- What is being asked: Every entry that follows is to be duplicated exactly.

Point localization data

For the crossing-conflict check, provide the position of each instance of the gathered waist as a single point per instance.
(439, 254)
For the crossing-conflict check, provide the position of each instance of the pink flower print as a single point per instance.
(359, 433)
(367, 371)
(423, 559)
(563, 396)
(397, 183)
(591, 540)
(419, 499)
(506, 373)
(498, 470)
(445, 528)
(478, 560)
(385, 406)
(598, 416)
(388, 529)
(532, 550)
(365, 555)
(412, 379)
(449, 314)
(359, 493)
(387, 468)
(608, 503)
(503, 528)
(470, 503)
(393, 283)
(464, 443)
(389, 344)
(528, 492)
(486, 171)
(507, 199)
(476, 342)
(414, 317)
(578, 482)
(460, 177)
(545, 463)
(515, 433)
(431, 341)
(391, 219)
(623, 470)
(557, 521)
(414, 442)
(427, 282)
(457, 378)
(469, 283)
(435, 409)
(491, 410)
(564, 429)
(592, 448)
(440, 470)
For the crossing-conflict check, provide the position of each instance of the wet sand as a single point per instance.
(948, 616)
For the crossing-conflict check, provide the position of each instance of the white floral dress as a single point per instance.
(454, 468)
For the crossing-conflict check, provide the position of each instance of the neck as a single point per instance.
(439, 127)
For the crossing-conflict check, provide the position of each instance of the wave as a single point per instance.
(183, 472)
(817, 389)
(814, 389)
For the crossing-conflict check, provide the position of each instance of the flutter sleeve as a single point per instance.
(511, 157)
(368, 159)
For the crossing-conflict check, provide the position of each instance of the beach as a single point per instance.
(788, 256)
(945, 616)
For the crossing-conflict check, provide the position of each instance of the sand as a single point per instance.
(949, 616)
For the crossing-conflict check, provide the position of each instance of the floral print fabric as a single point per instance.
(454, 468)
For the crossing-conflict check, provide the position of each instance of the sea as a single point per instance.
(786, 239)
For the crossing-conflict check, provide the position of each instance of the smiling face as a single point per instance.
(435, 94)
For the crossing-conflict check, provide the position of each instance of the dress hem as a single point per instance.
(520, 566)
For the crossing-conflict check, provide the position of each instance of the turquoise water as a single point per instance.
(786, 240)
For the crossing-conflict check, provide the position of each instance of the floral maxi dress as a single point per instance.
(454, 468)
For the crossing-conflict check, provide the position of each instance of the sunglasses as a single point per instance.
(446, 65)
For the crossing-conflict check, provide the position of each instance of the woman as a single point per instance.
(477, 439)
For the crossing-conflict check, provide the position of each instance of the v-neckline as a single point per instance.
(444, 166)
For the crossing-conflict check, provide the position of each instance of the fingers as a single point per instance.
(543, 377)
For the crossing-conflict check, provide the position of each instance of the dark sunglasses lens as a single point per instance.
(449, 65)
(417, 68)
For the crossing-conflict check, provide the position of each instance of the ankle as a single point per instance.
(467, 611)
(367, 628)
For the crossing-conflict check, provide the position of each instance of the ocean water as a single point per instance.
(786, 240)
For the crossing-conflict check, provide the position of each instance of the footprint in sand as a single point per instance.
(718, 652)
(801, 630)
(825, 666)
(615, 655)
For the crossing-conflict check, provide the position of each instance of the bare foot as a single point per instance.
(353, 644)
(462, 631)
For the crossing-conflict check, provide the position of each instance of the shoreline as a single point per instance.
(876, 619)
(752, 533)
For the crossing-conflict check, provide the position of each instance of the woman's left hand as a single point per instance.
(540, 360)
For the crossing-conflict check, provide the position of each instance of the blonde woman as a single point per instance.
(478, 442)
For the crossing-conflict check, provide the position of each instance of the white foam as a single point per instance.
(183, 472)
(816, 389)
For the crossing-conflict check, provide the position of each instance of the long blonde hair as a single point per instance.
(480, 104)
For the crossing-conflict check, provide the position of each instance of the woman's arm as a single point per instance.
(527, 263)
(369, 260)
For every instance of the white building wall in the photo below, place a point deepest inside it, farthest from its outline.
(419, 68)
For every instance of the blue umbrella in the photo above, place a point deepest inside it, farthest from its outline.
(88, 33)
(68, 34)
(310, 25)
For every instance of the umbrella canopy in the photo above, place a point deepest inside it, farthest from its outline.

- Solution for this problem:
For the crossing-conflict check, provide the position of each instance of the gathered waist as a single point per instance.
(439, 254)
For the crossing-conflict check, provide the position of each instance of the pink flower print as a single point per instance.
(359, 433)
(367, 371)
(423, 559)
(563, 396)
(397, 183)
(591, 540)
(419, 499)
(506, 373)
(498, 470)
(445, 528)
(478, 560)
(385, 406)
(598, 416)
(388, 529)
(532, 550)
(365, 555)
(412, 379)
(449, 314)
(359, 493)
(387, 468)
(608, 503)
(503, 528)
(470, 503)
(393, 283)
(464, 443)
(389, 344)
(528, 492)
(486, 171)
(507, 199)
(476, 342)
(414, 317)
(578, 482)
(460, 177)
(545, 463)
(515, 433)
(431, 341)
(391, 219)
(623, 470)
(557, 521)
(414, 442)
(427, 282)
(457, 378)
(469, 283)
(435, 409)
(491, 410)
(564, 429)
(592, 448)
(440, 470)
For the crossing-conflict check, provide the position of each instance of the wet sand as a single point per instance.
(948, 616)
For the crossing-conflict check, provide the position of each instance of the white floral dress as a single point per instance.
(454, 468)
For the crossing-conflict check, provide the position of each instance of the neck as a single point per instance.
(439, 127)
For the crossing-conflict check, provide the position of each instance of the wave as a single point per instance.
(183, 472)
(817, 389)
(814, 389)
For the crossing-conflict check, provide the position of each instance of the flutter sleeve as a single point per instance.
(511, 157)
(368, 159)
For the crossing-conflict check, provide the position of each instance of the beach as a single point per instance.
(788, 256)
(945, 616)
For the crossing-conflict check, provide the position of each instance of the sand as a single point per instance.
(949, 616)
For the crossing-conflict check, provide the position of each instance of the floral print fabric as a single point per instance.
(454, 468)
For the crossing-conflict check, provide the position of each instance of the sea as a single point per instance.
(786, 239)
For the crossing-conflict check, provide the position of each instance of the smiling face as a single point per instance.
(435, 94)
For the crossing-conflict check, provide the position of each instance of the dress hem as a single point per instance.
(520, 566)
For the crossing-conflict check, provide the position of each instance of the turquoise water as a single point per instance.
(786, 240)
For the crossing-conflict check, provide the position of each instance of the floral maxi dress as a single point per instance.
(454, 468)
For the crossing-conflict check, provide the position of each instance of the sunglasses as a single point per instance.
(446, 65)
For the crossing-conflict check, provide the position of each instance of the woman as a single point per instance.
(477, 439)
For the crossing-conflict check, provide the position of each instance of the v-neckline as a single point per instance.
(444, 166)
For the crossing-conflict check, provide the position of each instance of the fingers as a single point per instance.
(543, 377)
For the crossing-conflict check, provide the position of each instance of the dark sunglasses lens as a single point per instance.
(449, 65)
(417, 68)
For the crossing-conflict check, provide the position of each instance of the ankle as a single point per instance.
(467, 611)
(367, 628)
For the crossing-conflict check, provide the position of each instance of the ocean water as a single point per instance.
(786, 240)
For the crossing-conflict check, provide the position of each instance of the footprint in sand as a single point per instance.
(718, 652)
(801, 630)
(825, 666)
(615, 655)
For the crossing-conflict check, provide the position of each instance of the bare foot as a single point per instance.
(353, 644)
(462, 631)
For the crossing-conflict check, provide the position of each instance of the shoreline as a single point per instance.
(876, 619)
(752, 533)
For the crossing-conflict check, provide the position of each instance of the woman's left hand as a single point per instance.
(540, 360)
For the crossing-conflict check, provide the position of each instance of the blonde woman as a single point per instance.
(478, 442)
For the crossing-conflict check, provide the position of each instance of the white foam as a single point per instance.
(183, 472)
(816, 389)
For the crossing-conflict check, provide the position of each instance of the long blonde hair as a single point per instance.
(480, 104)
For the crossing-conflict check, provide the position of each instance of the woman's arm as a single point per instance.
(527, 263)
(369, 260)
For every instance of the white building wall in the photo below, place a point deepest inside it, farthest from its outline.
(419, 68)
For every instance of the blue umbrella in the photo above, place a point deepest inside it, farthest from its outline.
(88, 33)
(68, 34)
(310, 25)
For every instance of the umbrella canopy in the photo above, place a point deepest inside it, farthest from its outline.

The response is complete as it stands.